Explained: How Covid-19 second surge has hit UP hard

On Monday, the state’s active caseload breached 2 lakh and became the second worst-hit state in the country after Maharashtra.

While Uttar Pradesh, the most populous state in the country with a population of over 20 crore, managed to stave off the Covid crisis in the first wave when the infection peaked around September last year, the state has been hit hard by the second wave of the pandemic.

On Monday, the state’s active caseload breached 2 lakh and became the second worst-hit state in the country after Maharashtra. UP recorded 28,287 new Covid cases in the last 24 hours — the second highest in the country – and 167 fatalities — by far the highest in a single day for UP – taking the total deaths to close to 10,000.

Burgeoning caseload & effect on health infra

On Monday, as the active caseload reached 2,08,523 in UP, the ferocity by which the infection has spread in the second wave could be gauged from the fact that in nearly three weeks, the active cases increased by 21 times. Also, the current active cases are three times the last year’s September peak.


Notably, the state added the last one lakh active cases in mere five days.

Since the active cases depend on recoveries [active cases = total cases – (total recovered + total deaths)], the burgeoning active caseload of the state meant that the recovery in the second wave has been slow.

Last September, the number of new cases and recoveries were almost the same as the cases rose steadily unlike this time. As a result, the active cases rose from 55,538 on September 1 to 68,235 on September 17 and then it started declining. However, with the cases increasing by leaps and bound with every passing day now, combined with the slow pace of recovery meant that the active caseload surged from 11,918 on April 1 to over 2.08 lakh now.

The high number of active cases has thus put a lot of strain on the medical infrastructure of the state with a high requirement for beds, medical oxygen and medicines. At present, as many as 97,580 patients are reportedly admitted in government Covid hospitals and 4,100 are getting treatment in private hospitals. Last year, the state government had claimed to have arranged over 1.51 lakh beds against maximum of 68,235 active cases.

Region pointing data

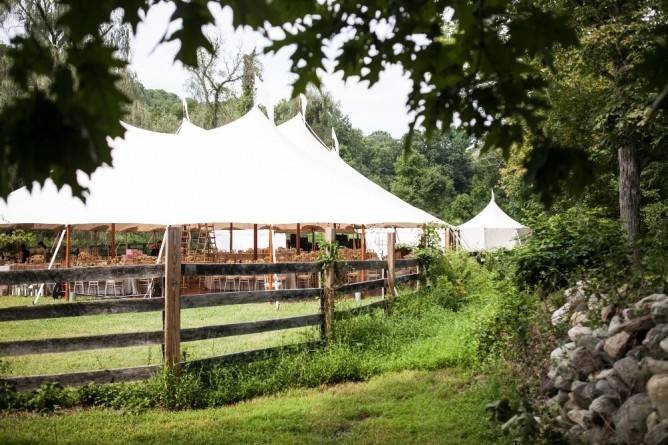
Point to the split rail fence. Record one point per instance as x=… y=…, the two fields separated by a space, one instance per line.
x=172 y=303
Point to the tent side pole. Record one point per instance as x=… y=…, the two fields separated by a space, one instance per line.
x=51 y=262
x=231 y=234
x=272 y=257
x=299 y=241
x=255 y=242
x=149 y=291
x=113 y=241
x=363 y=253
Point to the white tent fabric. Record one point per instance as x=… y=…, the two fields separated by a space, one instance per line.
x=244 y=172
x=491 y=229
x=368 y=191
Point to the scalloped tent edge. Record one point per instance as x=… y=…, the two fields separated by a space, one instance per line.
x=245 y=172
x=491 y=229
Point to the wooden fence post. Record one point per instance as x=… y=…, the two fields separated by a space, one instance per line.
x=68 y=246
x=172 y=320
x=327 y=300
x=391 y=291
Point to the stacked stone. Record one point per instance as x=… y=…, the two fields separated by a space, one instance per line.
x=610 y=384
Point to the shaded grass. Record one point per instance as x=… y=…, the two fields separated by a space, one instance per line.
x=410 y=407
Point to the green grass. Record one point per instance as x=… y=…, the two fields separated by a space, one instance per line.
x=146 y=321
x=409 y=407
x=405 y=396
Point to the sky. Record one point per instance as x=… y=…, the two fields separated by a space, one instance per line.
x=382 y=107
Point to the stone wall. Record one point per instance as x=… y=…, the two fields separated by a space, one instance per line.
x=609 y=382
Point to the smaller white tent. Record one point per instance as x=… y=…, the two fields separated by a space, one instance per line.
x=491 y=229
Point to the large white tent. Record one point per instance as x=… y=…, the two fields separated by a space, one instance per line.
x=491 y=229
x=297 y=130
x=246 y=172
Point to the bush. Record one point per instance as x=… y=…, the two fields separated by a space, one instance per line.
x=569 y=244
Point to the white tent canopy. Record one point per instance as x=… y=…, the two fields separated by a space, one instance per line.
x=490 y=229
x=246 y=172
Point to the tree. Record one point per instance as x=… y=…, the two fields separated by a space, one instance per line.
x=599 y=103
x=213 y=77
x=422 y=184
x=252 y=68
x=485 y=67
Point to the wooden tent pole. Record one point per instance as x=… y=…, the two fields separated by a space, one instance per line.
x=363 y=254
x=255 y=242
x=271 y=256
x=231 y=229
x=299 y=240
x=113 y=241
x=51 y=263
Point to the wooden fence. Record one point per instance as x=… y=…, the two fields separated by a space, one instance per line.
x=172 y=303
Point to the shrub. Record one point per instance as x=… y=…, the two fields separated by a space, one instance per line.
x=567 y=244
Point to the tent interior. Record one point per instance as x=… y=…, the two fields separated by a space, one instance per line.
x=246 y=191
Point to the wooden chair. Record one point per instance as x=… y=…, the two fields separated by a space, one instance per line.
x=78 y=288
x=230 y=284
x=260 y=282
x=116 y=287
x=93 y=288
x=245 y=280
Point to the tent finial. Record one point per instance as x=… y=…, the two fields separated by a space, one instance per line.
x=335 y=141
x=270 y=114
x=302 y=104
x=185 y=110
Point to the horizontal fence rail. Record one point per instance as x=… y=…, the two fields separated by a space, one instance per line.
x=343 y=266
x=406 y=262
x=248 y=268
x=121 y=340
x=143 y=372
x=361 y=286
x=120 y=306
x=81 y=274
x=144 y=271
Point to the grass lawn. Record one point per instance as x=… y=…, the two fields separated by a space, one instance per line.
x=36 y=364
x=409 y=407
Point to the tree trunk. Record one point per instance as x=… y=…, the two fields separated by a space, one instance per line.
x=629 y=194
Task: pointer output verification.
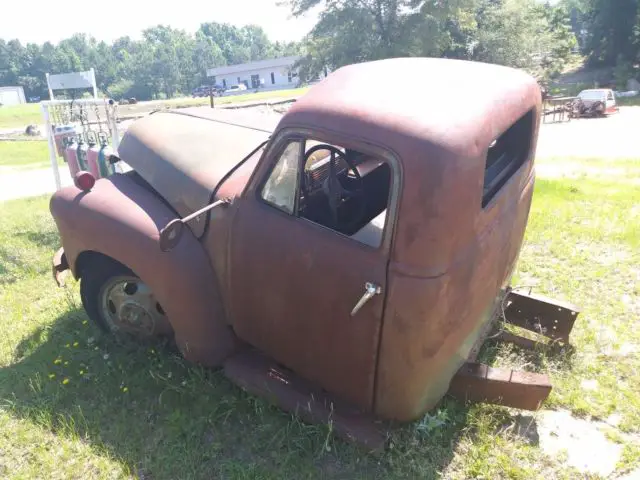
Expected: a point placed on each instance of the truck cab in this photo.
(363, 242)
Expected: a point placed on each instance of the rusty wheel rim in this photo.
(129, 305)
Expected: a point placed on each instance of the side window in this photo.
(280, 189)
(341, 189)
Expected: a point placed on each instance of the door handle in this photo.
(370, 290)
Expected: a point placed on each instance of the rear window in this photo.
(592, 95)
(506, 155)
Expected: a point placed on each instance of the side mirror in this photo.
(170, 235)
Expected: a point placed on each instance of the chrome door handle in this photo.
(370, 290)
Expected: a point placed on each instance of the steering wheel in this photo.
(335, 191)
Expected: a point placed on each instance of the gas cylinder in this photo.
(71, 156)
(61, 133)
(105, 166)
(92, 159)
(82, 154)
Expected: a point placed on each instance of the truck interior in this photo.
(338, 188)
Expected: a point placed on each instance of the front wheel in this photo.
(118, 301)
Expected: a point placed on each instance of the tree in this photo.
(165, 61)
(519, 33)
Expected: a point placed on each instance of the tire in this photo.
(119, 302)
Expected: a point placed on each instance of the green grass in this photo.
(77, 404)
(19, 116)
(25, 154)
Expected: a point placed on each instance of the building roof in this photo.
(257, 65)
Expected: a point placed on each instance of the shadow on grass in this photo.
(163, 418)
(49, 239)
(11, 266)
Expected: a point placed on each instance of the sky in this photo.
(38, 21)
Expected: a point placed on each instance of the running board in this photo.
(476, 382)
(258, 375)
(551, 318)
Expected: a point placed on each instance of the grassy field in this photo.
(22, 115)
(77, 404)
(25, 154)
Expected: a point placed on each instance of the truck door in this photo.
(308, 293)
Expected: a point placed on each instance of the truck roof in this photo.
(455, 104)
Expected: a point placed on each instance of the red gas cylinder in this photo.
(92, 159)
(82, 154)
(61, 135)
(71, 156)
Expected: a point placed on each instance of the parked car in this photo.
(206, 90)
(235, 90)
(601, 101)
(346, 259)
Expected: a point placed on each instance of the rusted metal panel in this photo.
(261, 376)
(518, 340)
(183, 156)
(476, 382)
(441, 149)
(59, 266)
(121, 219)
(287, 286)
(540, 314)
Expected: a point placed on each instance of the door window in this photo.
(280, 189)
(339, 188)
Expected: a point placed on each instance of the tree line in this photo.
(165, 62)
(533, 35)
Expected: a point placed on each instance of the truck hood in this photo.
(184, 154)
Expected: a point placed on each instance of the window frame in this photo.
(279, 143)
(274, 164)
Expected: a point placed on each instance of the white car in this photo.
(602, 100)
(234, 90)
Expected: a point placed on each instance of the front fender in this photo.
(122, 220)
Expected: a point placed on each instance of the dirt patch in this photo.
(610, 137)
(584, 442)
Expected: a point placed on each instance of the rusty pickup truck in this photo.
(346, 259)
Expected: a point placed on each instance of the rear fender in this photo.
(122, 220)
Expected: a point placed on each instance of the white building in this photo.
(268, 74)
(11, 95)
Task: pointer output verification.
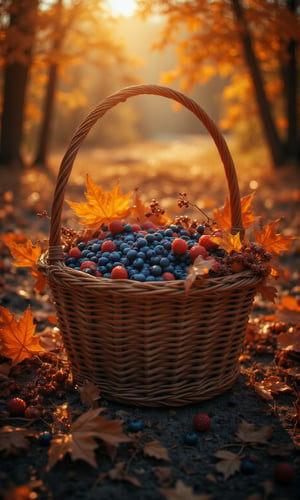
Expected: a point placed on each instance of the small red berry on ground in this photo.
(201, 422)
(16, 407)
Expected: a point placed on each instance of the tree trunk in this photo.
(45, 129)
(272, 137)
(22, 18)
(290, 81)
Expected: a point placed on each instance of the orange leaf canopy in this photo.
(101, 207)
(272, 241)
(223, 216)
(18, 339)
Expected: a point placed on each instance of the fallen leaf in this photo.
(229, 464)
(228, 242)
(199, 268)
(272, 241)
(223, 216)
(119, 473)
(14, 440)
(25, 254)
(89, 393)
(18, 338)
(246, 433)
(156, 450)
(183, 492)
(101, 207)
(80, 441)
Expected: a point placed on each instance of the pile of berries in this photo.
(142, 253)
(149, 253)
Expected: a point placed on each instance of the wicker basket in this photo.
(149, 343)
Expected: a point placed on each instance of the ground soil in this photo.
(158, 169)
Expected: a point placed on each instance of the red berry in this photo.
(179, 246)
(108, 246)
(197, 250)
(75, 252)
(119, 272)
(168, 276)
(285, 473)
(88, 264)
(148, 225)
(116, 227)
(135, 228)
(201, 422)
(206, 241)
(16, 407)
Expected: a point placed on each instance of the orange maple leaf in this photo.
(272, 241)
(139, 210)
(80, 441)
(199, 268)
(101, 207)
(223, 216)
(26, 254)
(18, 339)
(229, 242)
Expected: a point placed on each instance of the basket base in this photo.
(180, 395)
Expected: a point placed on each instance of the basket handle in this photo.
(55, 248)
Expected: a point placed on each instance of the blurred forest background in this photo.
(239, 59)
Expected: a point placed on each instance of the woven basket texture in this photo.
(151, 343)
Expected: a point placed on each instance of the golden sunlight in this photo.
(122, 7)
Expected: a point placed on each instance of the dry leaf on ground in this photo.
(18, 338)
(246, 433)
(14, 440)
(229, 464)
(156, 450)
(81, 442)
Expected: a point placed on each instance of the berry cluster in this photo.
(149, 253)
(141, 253)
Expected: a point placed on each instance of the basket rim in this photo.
(238, 280)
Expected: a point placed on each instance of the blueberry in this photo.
(138, 277)
(132, 254)
(149, 238)
(141, 242)
(138, 263)
(156, 270)
(135, 426)
(45, 438)
(127, 228)
(190, 438)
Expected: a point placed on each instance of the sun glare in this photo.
(122, 7)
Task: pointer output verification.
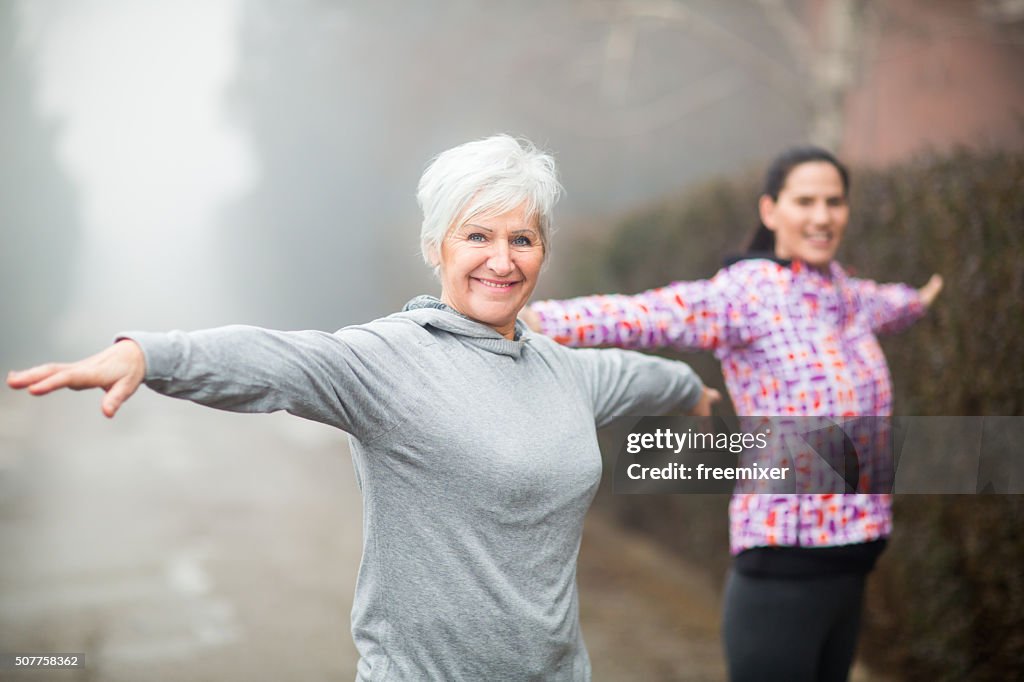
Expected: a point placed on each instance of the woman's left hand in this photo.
(931, 290)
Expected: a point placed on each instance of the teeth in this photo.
(496, 285)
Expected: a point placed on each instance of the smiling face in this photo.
(810, 214)
(489, 265)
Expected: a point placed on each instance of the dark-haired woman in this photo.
(796, 336)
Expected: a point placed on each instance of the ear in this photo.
(766, 207)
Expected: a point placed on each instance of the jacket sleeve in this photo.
(891, 307)
(704, 314)
(623, 383)
(328, 378)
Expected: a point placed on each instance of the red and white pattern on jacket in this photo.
(793, 341)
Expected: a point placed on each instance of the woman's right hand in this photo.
(119, 370)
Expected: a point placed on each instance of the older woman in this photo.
(473, 438)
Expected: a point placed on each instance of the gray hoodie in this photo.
(476, 457)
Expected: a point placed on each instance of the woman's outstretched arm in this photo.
(893, 307)
(118, 370)
(340, 379)
(702, 314)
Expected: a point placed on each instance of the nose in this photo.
(500, 261)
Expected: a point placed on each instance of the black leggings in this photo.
(792, 630)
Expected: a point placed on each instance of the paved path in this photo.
(177, 543)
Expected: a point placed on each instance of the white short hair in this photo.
(485, 177)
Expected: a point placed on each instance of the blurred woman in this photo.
(473, 439)
(796, 336)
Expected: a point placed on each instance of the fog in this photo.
(188, 164)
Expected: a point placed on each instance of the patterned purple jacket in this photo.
(793, 341)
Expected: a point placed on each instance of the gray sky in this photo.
(256, 161)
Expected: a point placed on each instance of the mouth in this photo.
(498, 285)
(819, 239)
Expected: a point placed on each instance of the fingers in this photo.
(931, 290)
(64, 378)
(119, 392)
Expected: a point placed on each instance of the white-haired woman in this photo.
(473, 438)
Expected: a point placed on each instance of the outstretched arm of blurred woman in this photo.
(119, 370)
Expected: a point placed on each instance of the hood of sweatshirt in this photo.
(430, 311)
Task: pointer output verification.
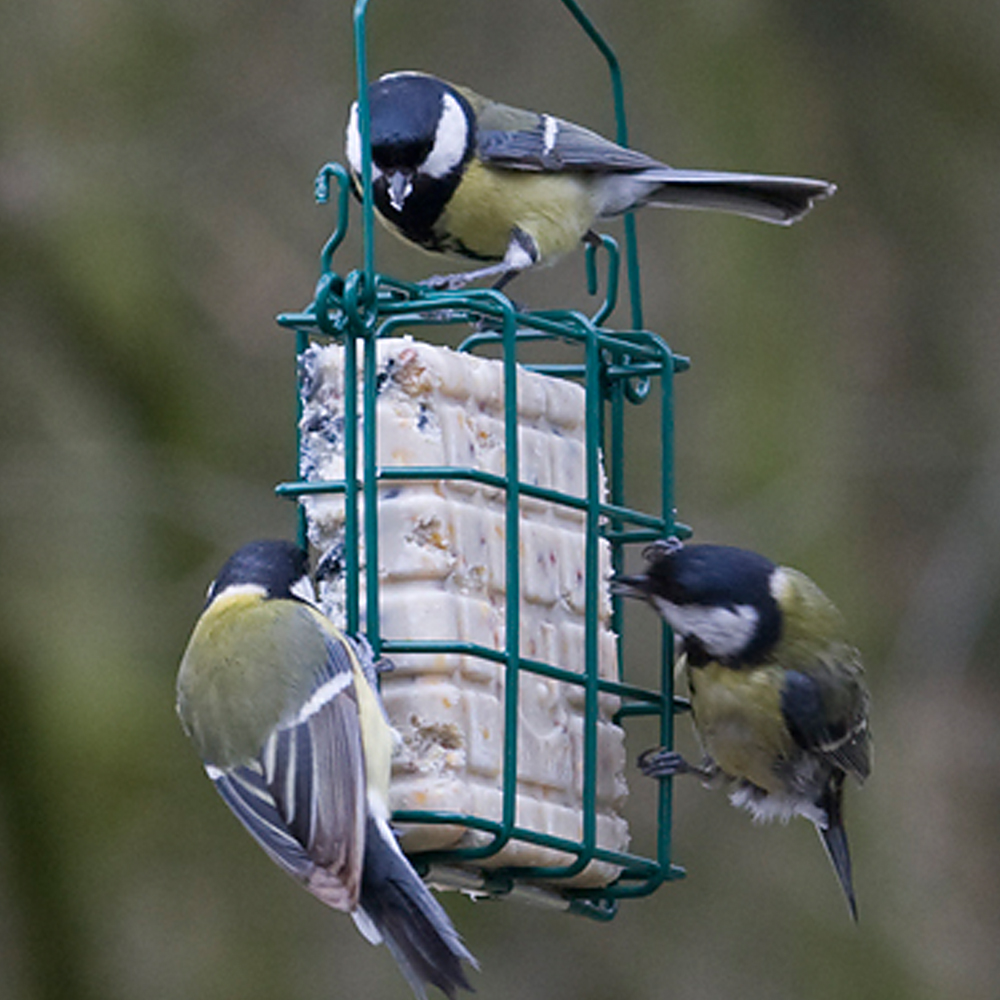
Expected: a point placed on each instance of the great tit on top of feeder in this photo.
(457, 173)
(777, 694)
(283, 710)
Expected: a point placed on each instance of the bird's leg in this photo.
(522, 253)
(660, 762)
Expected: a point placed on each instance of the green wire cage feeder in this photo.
(486, 495)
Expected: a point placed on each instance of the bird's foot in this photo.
(660, 762)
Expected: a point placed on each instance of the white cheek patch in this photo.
(780, 586)
(304, 589)
(450, 139)
(724, 632)
(551, 126)
(354, 140)
(353, 145)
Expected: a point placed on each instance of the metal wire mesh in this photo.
(619, 369)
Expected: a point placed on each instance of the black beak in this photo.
(630, 586)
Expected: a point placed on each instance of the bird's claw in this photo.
(661, 762)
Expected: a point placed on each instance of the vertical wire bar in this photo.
(364, 122)
(352, 554)
(594, 406)
(665, 800)
(370, 487)
(616, 451)
(301, 528)
(512, 468)
(621, 137)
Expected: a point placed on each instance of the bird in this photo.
(777, 691)
(284, 712)
(458, 173)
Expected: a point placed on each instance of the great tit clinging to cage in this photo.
(283, 710)
(777, 694)
(457, 173)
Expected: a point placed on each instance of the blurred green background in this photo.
(842, 415)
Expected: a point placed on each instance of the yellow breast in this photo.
(738, 717)
(554, 210)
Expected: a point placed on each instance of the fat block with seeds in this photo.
(442, 577)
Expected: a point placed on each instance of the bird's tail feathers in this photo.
(780, 200)
(834, 838)
(398, 908)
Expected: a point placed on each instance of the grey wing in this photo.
(304, 798)
(551, 144)
(829, 717)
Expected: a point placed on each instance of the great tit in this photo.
(457, 173)
(777, 694)
(283, 710)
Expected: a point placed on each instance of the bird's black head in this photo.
(281, 568)
(422, 133)
(716, 597)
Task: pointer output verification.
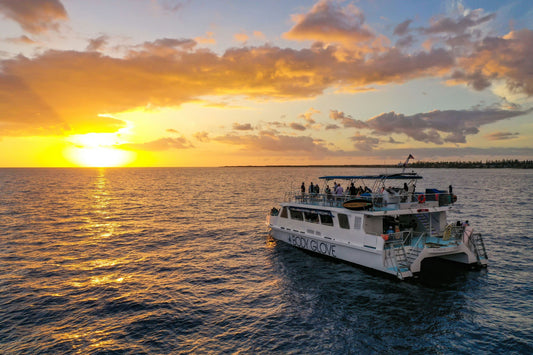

**WORK TO COMPLETE**
1. In the article on the Covid-19 second wave in Uttar Pradesh, how many new Covid cases did the state record in the last 24 hours on Monday?
2. Using the article on the Covid-19 second wave in Uttar Pradesh, determine whether each statement agrees with it. Answer yes or no for each, and quote the deciding words.
(a) Uttar Pradesh added its last one lakh active cases in five days.
(b) The current active cases are twice last year's September peak.
(c) About 4,100 patients are being treated in private hospitals.
3. From the article on the Covid-19 second wave in Uttar Pradesh, retype the part that opens with the words containing "Notably, the state" and closes with "has been slow.".

**SOLUTIONS TO THE TASKS**
1. 28,287 new cases, the second highest in the country.

2.
(a) Yes: "Notably, the state added the last one lakh active cases in mere five days."
(b) No: "Also, the current active cases are three times the last year’s September peak."
(c) Yes: "4,100 are getting treatment in private hospitals."

3.
Notably, the state added the last one lakh active cases in mere five days.

Since the active cases depend on recoveries [active cases = total cases – (total recovered + total deaths)], the burgeoning active caseload of the state meant that the recovery in the second wave has been slow.